THE TASK - Write out every line of the entries below, requests included but pictures omitted, offsetting each x and y coordinate in the answer points by -39. Leave the numbers in the requests and their sample coordinates as they are.
────────────────────────────────────────
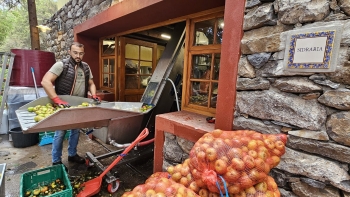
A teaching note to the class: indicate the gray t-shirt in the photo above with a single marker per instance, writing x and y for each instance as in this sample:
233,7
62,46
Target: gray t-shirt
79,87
────────────────────────────────────────
WRITTEN ANSWER -
A teaching note to the class: indicate the gray t-shirt in the photo above with a single marker per instance, writing x and y for each instance as in this sample:
233,7
62,46
Target: gray t-shirt
40,48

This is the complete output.